§ Problem requirements
Please format the records that open with the line containing "target: murky water" and close with the line containing "87 89 L 106" as a two-column CSV with the headers instruction and output. Give one row per record, put each field in quotes with its line breaks replaced by spaces, and leave the pictures out.
• • • • • • •
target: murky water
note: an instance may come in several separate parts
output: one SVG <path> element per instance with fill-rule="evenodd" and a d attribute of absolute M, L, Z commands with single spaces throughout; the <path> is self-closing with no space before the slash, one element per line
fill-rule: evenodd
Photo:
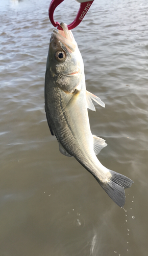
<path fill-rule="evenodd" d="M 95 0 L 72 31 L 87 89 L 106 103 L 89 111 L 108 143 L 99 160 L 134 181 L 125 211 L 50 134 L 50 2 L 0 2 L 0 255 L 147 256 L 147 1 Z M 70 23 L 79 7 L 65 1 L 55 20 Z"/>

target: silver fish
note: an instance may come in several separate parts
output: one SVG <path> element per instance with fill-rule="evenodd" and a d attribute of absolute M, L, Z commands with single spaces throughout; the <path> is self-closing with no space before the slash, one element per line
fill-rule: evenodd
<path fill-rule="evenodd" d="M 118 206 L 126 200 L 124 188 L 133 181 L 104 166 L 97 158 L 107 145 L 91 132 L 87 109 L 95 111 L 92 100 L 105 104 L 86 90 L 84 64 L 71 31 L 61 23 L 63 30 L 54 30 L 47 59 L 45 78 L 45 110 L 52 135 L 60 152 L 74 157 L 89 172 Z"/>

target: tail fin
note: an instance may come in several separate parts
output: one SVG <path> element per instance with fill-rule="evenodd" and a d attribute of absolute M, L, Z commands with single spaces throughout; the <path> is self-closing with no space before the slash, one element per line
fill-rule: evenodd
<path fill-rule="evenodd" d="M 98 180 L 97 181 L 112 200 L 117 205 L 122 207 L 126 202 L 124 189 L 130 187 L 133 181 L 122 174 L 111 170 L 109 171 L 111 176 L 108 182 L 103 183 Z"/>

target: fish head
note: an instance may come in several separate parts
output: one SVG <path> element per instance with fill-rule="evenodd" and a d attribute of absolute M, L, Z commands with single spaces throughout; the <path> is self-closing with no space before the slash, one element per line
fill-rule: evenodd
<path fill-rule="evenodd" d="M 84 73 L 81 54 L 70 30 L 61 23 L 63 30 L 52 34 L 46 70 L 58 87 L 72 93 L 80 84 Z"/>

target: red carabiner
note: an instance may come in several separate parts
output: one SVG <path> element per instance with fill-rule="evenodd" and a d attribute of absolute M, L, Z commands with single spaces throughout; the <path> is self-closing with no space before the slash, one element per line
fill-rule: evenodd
• • • • • • •
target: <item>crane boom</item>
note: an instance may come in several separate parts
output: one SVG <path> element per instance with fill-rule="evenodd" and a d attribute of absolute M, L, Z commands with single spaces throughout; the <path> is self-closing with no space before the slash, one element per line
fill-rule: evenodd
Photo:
• • • • • • •
§ Task output
instruction,output
"target: murky water note: an instance may come in several separate parts output: one SVG <path> element per instance with fill-rule=""evenodd"" and a d attribute of absolute M, L, Z commands with single spaces throughout; the <path> is self-closing with no space before the slash, one element per line fill-rule: evenodd Photo:","<path fill-rule=""evenodd"" d=""M 95 0 L 72 31 L 87 89 L 106 103 L 89 111 L 108 143 L 99 160 L 134 181 L 125 211 L 50 134 L 50 2 L 0 2 L 0 255 L 147 256 L 147 1 Z M 70 23 L 79 7 L 65 1 L 55 20 Z""/>"